:: MATERIAL SUPPLIED ::
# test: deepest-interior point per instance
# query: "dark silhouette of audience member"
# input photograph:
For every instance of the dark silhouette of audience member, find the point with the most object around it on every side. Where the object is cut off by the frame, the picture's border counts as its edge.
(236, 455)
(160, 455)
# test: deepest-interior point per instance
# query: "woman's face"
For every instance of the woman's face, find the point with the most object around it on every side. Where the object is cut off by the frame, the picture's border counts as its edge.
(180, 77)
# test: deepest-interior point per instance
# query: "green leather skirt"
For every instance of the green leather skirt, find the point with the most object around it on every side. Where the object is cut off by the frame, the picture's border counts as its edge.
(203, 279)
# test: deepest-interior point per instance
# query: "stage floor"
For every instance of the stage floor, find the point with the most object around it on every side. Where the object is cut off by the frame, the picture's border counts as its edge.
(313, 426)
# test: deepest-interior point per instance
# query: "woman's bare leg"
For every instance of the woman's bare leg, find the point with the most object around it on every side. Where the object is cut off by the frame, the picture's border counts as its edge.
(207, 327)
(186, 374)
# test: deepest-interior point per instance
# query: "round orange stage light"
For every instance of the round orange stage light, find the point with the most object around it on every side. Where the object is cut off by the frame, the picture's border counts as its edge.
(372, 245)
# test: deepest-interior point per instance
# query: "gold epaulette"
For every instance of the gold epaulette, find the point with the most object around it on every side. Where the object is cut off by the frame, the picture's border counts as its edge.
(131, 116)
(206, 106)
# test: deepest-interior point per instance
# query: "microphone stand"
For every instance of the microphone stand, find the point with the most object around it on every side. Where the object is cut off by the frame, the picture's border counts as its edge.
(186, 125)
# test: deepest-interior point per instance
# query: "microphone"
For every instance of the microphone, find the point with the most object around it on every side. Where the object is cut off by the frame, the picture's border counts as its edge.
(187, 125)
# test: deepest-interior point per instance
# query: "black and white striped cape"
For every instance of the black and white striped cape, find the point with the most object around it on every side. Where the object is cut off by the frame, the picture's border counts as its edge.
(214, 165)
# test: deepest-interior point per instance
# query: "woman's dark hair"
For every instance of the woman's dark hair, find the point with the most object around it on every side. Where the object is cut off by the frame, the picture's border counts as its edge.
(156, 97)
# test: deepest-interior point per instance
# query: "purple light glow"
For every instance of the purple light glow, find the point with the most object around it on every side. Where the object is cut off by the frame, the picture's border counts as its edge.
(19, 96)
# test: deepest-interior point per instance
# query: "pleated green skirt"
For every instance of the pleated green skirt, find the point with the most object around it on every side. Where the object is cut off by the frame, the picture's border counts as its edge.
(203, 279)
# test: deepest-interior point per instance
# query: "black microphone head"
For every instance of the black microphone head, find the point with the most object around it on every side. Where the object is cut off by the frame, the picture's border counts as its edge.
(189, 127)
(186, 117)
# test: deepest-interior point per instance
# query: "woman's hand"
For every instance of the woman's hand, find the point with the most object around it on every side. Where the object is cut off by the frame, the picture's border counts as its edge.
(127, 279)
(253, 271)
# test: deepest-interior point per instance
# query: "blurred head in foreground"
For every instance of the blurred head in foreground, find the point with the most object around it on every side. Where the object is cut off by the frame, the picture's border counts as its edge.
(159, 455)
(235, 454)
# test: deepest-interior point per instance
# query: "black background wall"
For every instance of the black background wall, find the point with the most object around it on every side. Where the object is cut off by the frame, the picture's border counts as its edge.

:: DO THIS ::
Every entry must be quoted exactly as it appears above.

:: EXERCISE SOLUTION ::
# test: deepest-interior point per instance
# query: "dark silhouette of audience member"
# input photograph:
For every instance of the dark silhouette of audience member, find the point with the most object around it on every side. Where the object is cut off by the frame, the picture's border counts as its edge.
(236, 455)
(160, 455)
# test: deepest-interior point per instance
# query: "woman's face"
For every instance of the woman's face, find the point with the most object around it on every side. Where the object is cut off by the frame, the picture's border counts as its edge.
(180, 77)
# test: deepest-interior point per instance
# query: "green leather skirt"
For every instance of the green leather skirt, find the point with the most object around it on every side. Where the object is cut off by the frame, the picture's border counts as its edge.
(203, 279)
# test: deepest-interior point per instance
# query: "stage floor"
For every instance of the stage floor, find the point with the most object around it on every side. Where the object is cut off by the frame, the picture's border counts as its edge.
(313, 426)
# test: deepest-interior point per instance
# query: "woman's bare leg"
For every instance of the woman's bare leg, find the point with the most object around it on every side. Where the object is cut off by the frame, the picture's border counts as its edge.
(207, 327)
(186, 374)
# test: deepest-interior point per instance
# query: "round orange stage light"
For every instance of the round orange stage light, find the point with the most object around it on every side. Where the object is cut off by the frame, the picture's border counts as its edge.
(372, 245)
# test: deepest-interior point per instance
# query: "gold epaulette"
For every instance of the gold epaulette, find the point with the most object around it on every side. Where the object is cut off by the frame, the picture's border counts as its edge.
(131, 116)
(206, 106)
# test: deepest-interior point per instance
# query: "microphone stand"
For every instance of the microphone stand, find the point with the most object around it on every side. Where the object is cut off by the frame, the picture's border counts as its edge.
(186, 125)
# test: deepest-interior point per instance
# query: "microphone"
For every instance of the microphone, find the point with the most object around it on every side. Where the object is cut off by the frame, the picture's border counts as its edge.
(187, 125)
# test: deepest-interior point per instance
# query: "black and white striped cape"
For every instance of the black and white striped cape, find the point with the most object around it on every side. Where the object is cut off by the frame, the picture's border counts as its edge.
(214, 165)
# test: deepest-interior point per instance
# query: "woman's dark hair"
For every instance of the woman's dark hair, find the point with the most object around it on every side. Where the object is cut off by the frame, the picture's border counts as its edge.
(156, 97)
# test: deepest-interior point per instance
# query: "purple light glow"
For every instance of the purple light glow, find the point with the most object around it on every side. Where the object is cut off by the frame, the picture's border counts as its edge.
(19, 96)
# test: deepest-interior point per instance
# query: "pleated green skirt"
For every instance of the pleated green skirt, find the point with the most object around it on every side. Where the object is cut off by the frame, the picture's border counts as its edge.
(203, 279)
# test: deepest-interior point per instance
# query: "black microphone head"
For every instance of the black microphone head, find the point with the most object around it on every side. Where the object is cut off by the frame, the picture's border counts as its edge.
(189, 127)
(186, 117)
# test: deepest-interior point per instance
# query: "woman's hand"
For every instance of the woman's hand, find the point with the most object around it on every side. Where the object is cut off by the frame, the picture's border counts as its edge.
(127, 279)
(253, 271)
# test: deepest-interior point per instance
# query: "blurred head in foreground"
For every instance of the blurred head in foreground, find the point with the most object around it on every side. Where the object is cut off by the frame, the picture's border counts as its edge.
(159, 455)
(235, 454)
# test: deepest-interior point per instance
# query: "black background wall"
For every instance of the black background wall, find the point with the most object around it on every side. Where the object is cut off by the frame, the picture's border counts as its edge.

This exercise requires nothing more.